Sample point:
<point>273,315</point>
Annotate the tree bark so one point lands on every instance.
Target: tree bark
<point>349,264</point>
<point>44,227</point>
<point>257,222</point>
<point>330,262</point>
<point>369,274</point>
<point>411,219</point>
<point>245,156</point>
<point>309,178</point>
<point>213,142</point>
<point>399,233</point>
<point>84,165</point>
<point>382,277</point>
####################
Given task: Format every line of the records above as a Markdown table with a Row column for the row number and a Line column for the line itself, skipping any blank lines.

Exercise output:
| Row | Line |
|---|---|
| 1 | Sample point: |
| 2 | <point>273,315</point> |
| 3 | Annotate the tree bark so one point lands on every instance. |
| 4 | Target: tree bark |
| 5 | <point>349,264</point> |
| 6 | <point>44,227</point> |
| 7 | <point>257,222</point> |
| 8 | <point>330,262</point> |
| 9 | <point>369,274</point> |
| 10 | <point>411,219</point> |
| 11 | <point>245,156</point> |
| 12 | <point>309,178</point> |
| 13 | <point>213,142</point> |
| 14 | <point>399,233</point> |
| 15 | <point>84,165</point> |
| 16 | <point>382,277</point> |